• [TASK INSTRUCTIONS]: Would you please return the line containing "Target: snow on mountain peak" and all the lines after it through the end of the records below, unchanged and on their own?

━━━━━ WORKING DATA ━━━━━

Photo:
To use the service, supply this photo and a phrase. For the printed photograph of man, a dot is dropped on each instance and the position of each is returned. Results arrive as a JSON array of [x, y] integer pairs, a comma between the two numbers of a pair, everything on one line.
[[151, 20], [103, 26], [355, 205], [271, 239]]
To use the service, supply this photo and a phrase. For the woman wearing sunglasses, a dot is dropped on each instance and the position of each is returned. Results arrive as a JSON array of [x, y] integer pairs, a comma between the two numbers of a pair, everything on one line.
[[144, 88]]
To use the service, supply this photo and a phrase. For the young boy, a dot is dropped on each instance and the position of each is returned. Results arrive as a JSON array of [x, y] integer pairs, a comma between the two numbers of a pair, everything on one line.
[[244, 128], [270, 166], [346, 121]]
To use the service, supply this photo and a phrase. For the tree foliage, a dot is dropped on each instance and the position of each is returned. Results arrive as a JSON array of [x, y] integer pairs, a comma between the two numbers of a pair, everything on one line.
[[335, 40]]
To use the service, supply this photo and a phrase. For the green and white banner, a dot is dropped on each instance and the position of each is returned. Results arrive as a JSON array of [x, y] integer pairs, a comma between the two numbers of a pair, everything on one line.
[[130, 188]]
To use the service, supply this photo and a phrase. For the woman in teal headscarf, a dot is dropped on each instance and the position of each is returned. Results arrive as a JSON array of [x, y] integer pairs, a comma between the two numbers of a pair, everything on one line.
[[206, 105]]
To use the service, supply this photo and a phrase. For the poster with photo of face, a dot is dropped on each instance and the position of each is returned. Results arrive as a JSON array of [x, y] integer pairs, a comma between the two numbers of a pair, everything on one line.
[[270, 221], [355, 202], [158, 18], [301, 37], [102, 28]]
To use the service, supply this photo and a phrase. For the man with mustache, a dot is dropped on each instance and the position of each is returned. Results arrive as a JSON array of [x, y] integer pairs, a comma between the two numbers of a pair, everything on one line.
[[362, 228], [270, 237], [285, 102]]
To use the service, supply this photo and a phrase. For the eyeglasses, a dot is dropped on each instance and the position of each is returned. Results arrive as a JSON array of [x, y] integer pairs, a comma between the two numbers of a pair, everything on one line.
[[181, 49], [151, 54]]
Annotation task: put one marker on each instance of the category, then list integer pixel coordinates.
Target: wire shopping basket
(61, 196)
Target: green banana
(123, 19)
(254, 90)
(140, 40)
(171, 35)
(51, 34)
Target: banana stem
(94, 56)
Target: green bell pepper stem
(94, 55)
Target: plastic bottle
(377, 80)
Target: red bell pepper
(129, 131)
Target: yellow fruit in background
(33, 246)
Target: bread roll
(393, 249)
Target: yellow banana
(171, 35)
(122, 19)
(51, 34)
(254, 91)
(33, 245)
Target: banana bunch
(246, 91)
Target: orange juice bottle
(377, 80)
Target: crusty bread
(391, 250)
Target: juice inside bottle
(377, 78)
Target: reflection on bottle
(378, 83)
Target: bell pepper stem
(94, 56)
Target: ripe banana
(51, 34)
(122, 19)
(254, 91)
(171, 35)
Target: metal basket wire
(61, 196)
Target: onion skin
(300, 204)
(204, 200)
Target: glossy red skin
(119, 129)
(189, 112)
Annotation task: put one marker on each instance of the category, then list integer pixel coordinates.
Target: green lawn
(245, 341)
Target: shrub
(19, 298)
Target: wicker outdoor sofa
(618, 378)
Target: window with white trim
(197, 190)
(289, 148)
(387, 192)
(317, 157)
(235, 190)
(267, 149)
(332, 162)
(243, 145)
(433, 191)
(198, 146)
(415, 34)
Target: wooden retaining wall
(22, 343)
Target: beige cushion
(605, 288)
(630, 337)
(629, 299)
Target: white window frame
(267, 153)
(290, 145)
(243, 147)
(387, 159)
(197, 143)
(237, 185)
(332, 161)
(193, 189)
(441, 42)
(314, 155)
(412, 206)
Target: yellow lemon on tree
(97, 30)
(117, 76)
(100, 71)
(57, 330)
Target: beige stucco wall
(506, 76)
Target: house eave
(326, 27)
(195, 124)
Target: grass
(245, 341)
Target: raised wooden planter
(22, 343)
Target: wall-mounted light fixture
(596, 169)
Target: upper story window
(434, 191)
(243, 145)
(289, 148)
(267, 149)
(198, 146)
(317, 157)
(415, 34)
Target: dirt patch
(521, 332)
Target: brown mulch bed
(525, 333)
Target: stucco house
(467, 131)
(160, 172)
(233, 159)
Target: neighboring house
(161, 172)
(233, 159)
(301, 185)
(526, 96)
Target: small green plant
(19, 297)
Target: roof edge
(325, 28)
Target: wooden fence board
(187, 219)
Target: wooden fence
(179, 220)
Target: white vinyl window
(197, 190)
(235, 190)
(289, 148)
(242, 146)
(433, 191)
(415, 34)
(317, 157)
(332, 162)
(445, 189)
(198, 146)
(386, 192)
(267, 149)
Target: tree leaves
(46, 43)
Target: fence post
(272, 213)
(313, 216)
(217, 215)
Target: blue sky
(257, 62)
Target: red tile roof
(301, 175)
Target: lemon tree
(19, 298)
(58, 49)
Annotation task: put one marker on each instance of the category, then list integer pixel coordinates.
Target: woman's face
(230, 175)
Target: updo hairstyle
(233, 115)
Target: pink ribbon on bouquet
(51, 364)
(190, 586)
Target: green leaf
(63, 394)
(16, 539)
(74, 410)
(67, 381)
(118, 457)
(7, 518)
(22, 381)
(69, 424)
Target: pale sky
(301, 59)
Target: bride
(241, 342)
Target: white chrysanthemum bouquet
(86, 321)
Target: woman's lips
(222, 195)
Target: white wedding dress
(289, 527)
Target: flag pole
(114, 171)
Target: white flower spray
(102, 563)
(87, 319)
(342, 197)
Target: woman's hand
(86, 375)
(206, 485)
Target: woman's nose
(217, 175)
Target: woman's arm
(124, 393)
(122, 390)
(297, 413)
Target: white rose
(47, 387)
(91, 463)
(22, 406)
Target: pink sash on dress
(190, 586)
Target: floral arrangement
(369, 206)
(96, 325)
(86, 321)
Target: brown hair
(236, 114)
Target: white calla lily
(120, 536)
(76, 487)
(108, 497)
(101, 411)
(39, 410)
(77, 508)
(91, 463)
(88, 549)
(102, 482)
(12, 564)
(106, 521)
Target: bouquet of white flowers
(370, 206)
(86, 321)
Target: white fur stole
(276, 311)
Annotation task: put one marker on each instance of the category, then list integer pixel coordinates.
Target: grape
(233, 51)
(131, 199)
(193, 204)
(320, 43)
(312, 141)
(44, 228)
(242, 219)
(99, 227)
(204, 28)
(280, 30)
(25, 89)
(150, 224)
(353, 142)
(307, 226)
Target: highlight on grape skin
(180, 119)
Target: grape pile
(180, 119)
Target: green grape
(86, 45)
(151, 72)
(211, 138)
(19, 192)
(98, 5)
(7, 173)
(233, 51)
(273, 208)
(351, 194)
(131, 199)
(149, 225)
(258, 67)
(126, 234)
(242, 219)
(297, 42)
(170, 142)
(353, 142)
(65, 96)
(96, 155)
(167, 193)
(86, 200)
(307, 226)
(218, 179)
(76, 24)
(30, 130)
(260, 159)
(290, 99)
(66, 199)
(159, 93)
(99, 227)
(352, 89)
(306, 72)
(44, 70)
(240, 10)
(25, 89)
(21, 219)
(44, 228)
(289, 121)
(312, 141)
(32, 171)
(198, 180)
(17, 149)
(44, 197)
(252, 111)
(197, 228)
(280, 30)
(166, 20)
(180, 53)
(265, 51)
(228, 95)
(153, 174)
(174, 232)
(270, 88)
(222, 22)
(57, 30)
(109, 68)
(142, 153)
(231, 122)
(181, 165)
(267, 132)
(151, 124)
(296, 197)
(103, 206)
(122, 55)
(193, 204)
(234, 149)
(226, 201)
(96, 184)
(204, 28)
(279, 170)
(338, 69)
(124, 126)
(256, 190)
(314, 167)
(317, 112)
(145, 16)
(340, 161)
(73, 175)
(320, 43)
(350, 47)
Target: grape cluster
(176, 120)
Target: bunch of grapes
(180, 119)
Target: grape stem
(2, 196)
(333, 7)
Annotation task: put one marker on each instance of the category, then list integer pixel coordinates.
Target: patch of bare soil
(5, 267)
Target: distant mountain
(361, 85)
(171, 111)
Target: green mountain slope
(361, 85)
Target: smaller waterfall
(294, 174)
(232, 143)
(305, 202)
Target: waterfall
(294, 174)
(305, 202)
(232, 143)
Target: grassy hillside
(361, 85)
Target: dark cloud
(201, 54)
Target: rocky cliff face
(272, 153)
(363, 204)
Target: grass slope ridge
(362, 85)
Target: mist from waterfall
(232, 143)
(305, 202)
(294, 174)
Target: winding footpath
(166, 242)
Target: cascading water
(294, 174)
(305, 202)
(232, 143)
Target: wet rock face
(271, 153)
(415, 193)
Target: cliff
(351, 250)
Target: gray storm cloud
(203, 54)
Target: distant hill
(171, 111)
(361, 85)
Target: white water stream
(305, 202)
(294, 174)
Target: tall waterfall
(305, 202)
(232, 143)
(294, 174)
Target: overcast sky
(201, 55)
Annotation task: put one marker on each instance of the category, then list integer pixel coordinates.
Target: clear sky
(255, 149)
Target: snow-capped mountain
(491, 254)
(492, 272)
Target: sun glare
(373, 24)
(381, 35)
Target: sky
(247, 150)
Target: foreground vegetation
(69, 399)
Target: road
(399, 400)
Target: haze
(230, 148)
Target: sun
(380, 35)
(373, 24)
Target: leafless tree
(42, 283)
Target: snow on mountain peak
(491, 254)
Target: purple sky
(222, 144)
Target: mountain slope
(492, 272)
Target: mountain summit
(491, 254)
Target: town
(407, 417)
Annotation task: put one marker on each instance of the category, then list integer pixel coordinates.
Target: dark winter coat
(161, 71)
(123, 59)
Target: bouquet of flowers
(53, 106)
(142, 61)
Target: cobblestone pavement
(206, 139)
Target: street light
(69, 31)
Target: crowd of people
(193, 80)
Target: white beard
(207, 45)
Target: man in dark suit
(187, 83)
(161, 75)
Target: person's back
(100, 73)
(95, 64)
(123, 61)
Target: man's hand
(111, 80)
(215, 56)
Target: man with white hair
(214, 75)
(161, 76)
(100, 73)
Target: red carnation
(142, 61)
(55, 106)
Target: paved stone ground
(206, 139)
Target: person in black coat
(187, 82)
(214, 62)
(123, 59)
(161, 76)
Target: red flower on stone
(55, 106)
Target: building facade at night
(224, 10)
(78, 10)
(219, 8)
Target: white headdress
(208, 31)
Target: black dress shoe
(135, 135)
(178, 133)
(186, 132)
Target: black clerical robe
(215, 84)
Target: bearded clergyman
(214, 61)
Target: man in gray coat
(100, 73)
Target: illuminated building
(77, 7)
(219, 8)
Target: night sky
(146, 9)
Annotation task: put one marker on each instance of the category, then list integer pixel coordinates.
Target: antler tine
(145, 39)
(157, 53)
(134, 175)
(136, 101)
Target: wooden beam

━━━━━

• [THE COMPLETED TASK]:
Target: snow on mountain peak
(491, 254)
Target: purple sky
(222, 144)
Target: mountain slope
(492, 272)
Target: mountain summit
(491, 254)
Target: town
(407, 417)
Annotation task: put one marker on each instance of the category, then list integer pixel coordinates.
Target: dark winter coat
(161, 71)
(123, 59)
Target: bouquet of flowers
(53, 106)
(142, 61)
Target: cobblestone pavement
(206, 139)
Target: street light
(69, 31)
Target: crowd of people
(193, 80)
Target: white beard
(207, 45)
Target: man in dark suit
(187, 83)
(161, 75)
Target: person's back
(100, 73)
(95, 64)
(123, 61)
Target: man's hand
(111, 80)
(215, 56)
Target: man with white hair
(214, 75)
(161, 76)
(100, 73)
Target: red carnation
(142, 61)
(55, 106)
Target: paved stone ground
(206, 139)
Target: person in black coat
(187, 82)
(214, 62)
(123, 59)
(161, 76)
Target: red flower on stone
(55, 106)
Target: building facade at night
(224, 10)
(78, 10)
(219, 8)
Target: white headdress
(208, 31)
Target: black dress shoe
(135, 135)
(178, 133)
(186, 132)
Target: black clerical robe
(215, 84)
Target: bearded clergyman
(214, 61)
Target: man in gray coat
(100, 73)
Target: illuminated building
(77, 7)
(219, 8)
Target: night sky
(146, 9)
Annotation task: put one marker on each instance of the category, then list integer pixel coordinates.
Target: antler tine
(145, 39)
(157, 53)
(134, 175)
(136, 101)
Target: wooden beam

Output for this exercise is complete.